Exercise prompt>
Copy out the entries below exactly as they stand, but only from the line containing "Q: Point to the chinese-style" through the line containing "Q: Point to the flower bed".

[Stored data entries]
************

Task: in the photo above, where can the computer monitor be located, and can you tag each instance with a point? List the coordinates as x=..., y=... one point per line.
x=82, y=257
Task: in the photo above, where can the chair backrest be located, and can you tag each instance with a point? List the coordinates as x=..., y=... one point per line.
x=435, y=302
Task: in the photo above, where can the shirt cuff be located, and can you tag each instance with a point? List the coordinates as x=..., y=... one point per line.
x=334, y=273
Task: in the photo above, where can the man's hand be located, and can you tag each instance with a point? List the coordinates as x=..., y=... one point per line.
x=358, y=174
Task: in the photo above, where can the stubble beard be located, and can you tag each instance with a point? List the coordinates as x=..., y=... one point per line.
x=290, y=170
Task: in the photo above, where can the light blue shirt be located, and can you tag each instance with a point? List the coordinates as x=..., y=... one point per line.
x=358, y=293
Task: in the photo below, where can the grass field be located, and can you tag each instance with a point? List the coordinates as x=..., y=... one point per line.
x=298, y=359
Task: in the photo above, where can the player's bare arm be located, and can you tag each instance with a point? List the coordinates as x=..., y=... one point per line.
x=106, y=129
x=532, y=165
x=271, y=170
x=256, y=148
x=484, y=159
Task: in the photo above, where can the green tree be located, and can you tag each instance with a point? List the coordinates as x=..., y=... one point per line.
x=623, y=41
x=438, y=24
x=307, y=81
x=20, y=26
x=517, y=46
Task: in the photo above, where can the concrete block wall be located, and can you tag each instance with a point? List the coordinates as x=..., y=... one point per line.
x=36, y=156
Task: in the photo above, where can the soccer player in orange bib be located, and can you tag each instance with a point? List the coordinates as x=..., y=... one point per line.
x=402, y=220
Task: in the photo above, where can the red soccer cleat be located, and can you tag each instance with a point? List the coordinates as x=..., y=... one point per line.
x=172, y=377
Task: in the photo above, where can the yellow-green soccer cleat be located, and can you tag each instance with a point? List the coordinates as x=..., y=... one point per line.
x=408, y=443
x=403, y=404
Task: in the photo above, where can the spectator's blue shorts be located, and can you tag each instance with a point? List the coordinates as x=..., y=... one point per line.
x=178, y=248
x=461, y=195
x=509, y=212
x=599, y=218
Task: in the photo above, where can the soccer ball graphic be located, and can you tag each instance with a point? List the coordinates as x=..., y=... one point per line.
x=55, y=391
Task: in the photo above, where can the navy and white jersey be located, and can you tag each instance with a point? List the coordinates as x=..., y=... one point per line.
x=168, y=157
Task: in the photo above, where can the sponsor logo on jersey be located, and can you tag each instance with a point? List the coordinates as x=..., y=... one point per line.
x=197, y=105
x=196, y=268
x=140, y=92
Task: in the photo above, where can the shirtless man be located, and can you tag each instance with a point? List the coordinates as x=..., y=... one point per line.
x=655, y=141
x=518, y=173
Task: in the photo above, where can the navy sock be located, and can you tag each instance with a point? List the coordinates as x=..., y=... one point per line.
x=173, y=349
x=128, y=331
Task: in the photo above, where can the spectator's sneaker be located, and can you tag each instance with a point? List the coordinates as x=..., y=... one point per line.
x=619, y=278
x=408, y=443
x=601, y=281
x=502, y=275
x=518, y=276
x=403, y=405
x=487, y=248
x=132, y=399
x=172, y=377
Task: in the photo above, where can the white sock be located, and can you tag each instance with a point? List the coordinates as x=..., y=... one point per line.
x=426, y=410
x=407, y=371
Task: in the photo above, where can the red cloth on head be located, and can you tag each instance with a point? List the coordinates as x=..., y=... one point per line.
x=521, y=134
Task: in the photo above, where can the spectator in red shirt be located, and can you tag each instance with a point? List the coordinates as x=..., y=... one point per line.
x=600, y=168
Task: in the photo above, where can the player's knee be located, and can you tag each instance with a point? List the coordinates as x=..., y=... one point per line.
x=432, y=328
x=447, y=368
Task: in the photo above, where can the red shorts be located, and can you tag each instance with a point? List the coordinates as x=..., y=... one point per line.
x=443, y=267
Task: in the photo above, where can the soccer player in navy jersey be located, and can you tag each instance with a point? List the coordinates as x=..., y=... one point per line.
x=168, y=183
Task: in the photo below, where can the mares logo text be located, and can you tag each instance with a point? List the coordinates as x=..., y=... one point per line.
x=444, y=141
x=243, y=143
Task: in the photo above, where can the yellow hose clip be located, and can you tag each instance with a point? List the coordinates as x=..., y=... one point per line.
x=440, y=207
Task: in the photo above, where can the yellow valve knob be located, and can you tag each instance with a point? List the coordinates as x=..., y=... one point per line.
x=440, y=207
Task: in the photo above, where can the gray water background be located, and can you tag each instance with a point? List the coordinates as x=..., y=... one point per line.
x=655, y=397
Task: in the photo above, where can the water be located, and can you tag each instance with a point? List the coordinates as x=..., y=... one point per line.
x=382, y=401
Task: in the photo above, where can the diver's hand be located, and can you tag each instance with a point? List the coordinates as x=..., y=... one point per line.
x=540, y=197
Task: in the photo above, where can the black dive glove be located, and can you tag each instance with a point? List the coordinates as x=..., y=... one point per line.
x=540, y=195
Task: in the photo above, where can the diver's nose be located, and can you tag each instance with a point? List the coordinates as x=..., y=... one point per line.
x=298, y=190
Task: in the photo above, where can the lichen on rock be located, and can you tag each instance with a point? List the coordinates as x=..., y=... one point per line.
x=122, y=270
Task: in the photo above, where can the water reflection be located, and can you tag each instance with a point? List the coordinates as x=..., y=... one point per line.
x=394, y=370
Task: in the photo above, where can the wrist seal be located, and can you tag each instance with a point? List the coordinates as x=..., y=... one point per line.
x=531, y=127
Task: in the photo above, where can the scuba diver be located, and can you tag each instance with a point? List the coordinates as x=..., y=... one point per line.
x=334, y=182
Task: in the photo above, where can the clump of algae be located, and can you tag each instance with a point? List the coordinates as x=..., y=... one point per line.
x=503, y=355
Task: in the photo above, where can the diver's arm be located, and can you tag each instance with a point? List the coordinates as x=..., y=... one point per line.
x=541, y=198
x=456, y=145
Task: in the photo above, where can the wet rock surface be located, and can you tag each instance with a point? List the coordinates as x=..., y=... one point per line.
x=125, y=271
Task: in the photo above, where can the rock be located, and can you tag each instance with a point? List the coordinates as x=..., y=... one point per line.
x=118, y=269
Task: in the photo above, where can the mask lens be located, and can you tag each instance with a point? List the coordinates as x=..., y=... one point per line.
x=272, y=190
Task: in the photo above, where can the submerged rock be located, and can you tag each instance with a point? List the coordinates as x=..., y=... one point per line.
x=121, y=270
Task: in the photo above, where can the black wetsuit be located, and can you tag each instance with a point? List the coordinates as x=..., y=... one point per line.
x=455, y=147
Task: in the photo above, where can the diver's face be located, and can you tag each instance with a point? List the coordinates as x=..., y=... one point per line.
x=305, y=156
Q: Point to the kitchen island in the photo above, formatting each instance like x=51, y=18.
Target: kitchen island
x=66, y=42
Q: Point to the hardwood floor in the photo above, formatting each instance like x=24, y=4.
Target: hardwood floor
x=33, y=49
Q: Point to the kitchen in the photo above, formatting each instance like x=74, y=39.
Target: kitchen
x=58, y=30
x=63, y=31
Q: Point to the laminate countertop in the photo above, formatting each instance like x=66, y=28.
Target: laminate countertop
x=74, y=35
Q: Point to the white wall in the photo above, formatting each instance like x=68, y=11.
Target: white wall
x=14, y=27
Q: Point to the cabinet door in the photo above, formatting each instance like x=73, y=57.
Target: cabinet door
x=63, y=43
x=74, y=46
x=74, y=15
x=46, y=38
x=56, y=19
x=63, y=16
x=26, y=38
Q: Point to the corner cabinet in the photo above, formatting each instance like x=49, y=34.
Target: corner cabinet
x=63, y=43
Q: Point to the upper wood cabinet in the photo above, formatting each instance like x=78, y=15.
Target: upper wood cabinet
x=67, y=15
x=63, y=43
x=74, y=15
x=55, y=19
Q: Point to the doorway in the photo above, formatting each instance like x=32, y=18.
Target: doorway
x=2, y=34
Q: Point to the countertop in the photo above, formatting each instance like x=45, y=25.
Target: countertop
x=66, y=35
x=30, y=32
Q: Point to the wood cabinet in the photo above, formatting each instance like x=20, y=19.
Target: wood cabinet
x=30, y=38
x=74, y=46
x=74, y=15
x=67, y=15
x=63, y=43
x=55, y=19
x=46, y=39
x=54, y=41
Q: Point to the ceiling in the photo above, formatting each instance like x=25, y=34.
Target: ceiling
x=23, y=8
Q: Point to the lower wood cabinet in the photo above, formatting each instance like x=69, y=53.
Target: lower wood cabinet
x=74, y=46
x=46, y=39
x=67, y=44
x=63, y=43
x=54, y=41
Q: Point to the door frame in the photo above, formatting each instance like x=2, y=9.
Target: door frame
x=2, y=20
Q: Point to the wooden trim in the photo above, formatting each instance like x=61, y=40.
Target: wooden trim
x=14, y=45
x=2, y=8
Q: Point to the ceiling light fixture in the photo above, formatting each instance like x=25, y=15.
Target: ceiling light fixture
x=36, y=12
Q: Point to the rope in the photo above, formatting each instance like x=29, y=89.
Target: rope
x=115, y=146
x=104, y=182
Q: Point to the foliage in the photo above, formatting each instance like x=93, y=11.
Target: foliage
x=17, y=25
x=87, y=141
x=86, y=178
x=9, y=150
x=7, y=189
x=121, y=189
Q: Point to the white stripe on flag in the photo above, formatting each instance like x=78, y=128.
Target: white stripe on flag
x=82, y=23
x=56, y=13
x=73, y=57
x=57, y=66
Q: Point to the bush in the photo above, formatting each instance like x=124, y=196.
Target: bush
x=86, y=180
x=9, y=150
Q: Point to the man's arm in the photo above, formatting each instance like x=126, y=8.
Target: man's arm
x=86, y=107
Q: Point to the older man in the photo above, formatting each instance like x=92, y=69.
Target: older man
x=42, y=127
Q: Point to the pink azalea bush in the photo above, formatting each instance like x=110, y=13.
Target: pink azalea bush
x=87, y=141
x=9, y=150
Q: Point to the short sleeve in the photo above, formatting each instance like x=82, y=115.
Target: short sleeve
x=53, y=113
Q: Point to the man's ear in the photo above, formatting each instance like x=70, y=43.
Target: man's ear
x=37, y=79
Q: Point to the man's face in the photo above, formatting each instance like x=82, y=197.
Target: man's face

************

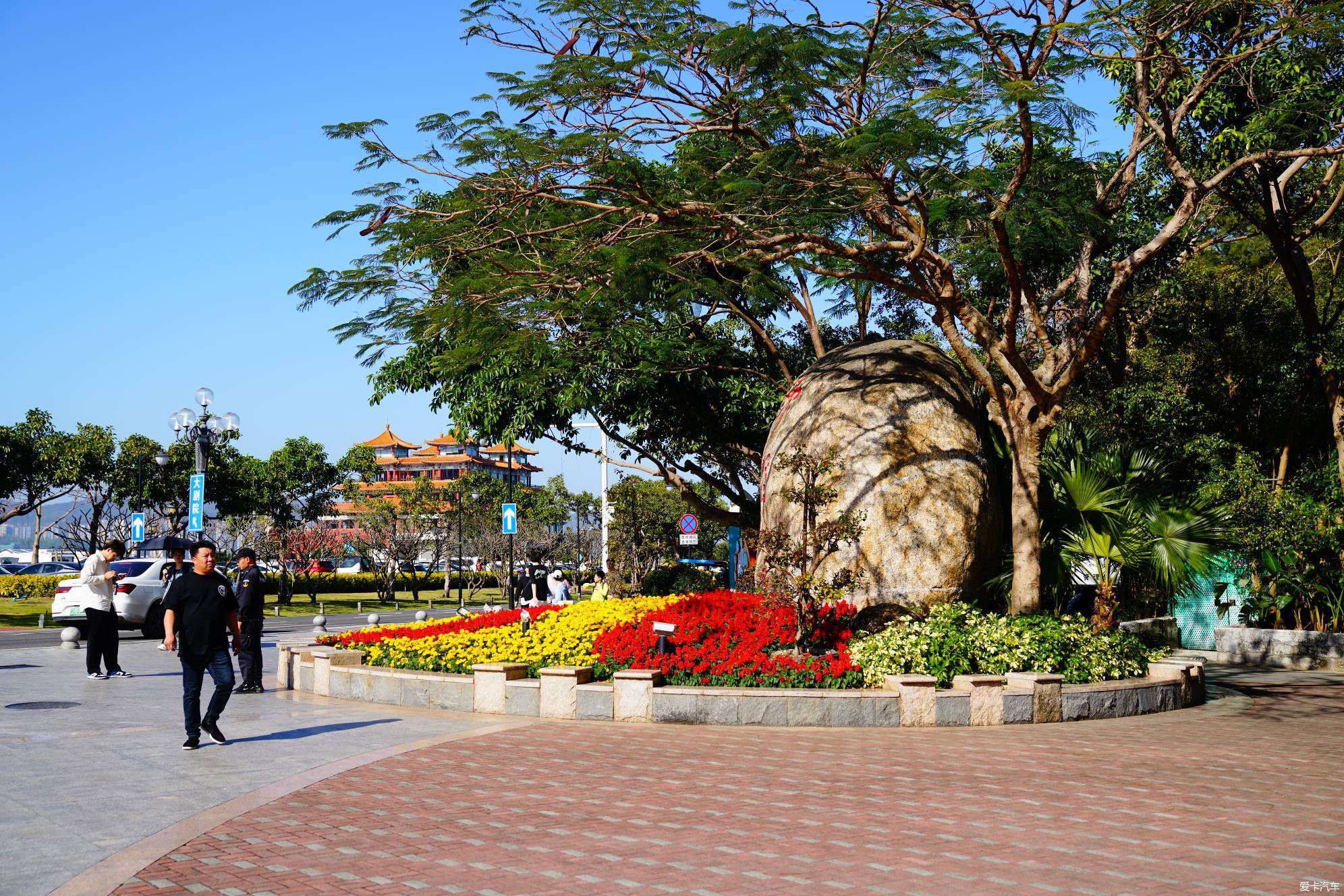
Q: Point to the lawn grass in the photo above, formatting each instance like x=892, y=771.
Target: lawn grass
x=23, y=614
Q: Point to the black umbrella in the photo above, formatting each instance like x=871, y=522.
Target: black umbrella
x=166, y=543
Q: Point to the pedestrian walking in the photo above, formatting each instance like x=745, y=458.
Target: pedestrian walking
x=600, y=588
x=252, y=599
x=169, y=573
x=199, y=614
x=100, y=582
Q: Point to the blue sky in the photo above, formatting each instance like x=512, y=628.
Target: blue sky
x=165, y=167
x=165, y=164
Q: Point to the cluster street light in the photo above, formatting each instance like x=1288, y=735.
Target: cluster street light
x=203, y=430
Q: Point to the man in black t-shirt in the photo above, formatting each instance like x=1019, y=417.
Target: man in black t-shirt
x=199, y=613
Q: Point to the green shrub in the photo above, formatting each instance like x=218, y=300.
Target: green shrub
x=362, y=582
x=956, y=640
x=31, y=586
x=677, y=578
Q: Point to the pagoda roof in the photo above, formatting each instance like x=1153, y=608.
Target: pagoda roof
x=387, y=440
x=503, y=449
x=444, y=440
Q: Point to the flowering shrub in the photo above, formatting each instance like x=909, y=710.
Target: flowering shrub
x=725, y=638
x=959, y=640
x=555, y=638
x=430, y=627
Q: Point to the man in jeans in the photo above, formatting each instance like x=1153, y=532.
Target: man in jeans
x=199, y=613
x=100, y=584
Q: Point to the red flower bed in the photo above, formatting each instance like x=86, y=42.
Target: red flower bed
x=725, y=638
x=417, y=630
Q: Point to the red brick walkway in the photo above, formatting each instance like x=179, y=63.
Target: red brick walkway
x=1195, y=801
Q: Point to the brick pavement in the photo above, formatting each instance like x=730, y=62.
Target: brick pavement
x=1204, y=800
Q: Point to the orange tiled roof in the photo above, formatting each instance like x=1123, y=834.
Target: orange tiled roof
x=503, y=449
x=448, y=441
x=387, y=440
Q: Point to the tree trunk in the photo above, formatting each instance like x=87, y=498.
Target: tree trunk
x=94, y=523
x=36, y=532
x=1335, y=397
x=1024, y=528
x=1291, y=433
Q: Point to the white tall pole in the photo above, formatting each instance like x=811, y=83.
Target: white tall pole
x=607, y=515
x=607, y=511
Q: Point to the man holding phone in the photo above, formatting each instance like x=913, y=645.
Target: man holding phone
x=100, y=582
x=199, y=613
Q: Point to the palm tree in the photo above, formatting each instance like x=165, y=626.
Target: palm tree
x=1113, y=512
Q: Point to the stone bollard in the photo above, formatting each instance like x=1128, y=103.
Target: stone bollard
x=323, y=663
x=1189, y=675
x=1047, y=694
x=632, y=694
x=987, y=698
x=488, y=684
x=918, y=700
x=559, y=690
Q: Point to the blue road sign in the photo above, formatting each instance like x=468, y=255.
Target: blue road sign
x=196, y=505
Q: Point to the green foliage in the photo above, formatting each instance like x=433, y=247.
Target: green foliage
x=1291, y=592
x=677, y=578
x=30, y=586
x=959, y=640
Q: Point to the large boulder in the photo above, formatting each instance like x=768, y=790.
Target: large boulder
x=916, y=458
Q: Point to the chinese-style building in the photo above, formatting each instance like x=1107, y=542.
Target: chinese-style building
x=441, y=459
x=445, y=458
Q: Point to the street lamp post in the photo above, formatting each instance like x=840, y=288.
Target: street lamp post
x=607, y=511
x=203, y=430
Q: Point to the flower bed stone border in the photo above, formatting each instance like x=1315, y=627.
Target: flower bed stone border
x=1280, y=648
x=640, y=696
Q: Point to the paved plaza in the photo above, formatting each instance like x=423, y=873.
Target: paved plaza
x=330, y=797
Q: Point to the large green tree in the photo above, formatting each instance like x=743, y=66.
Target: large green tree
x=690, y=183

************

Solution to the problem>
Q: Point to the chinese-style building in the photo above, formatting each instance like x=1107, y=542.
Target: chinese-style building
x=441, y=459
x=445, y=458
Q: Point to the street lamp post in the photo above, formatting each instance like x=840, y=288.
Target: street lamp post
x=607, y=511
x=203, y=430
Q: Point to the flower bed stone border in the photo above, formatting each instance like x=1315, y=627.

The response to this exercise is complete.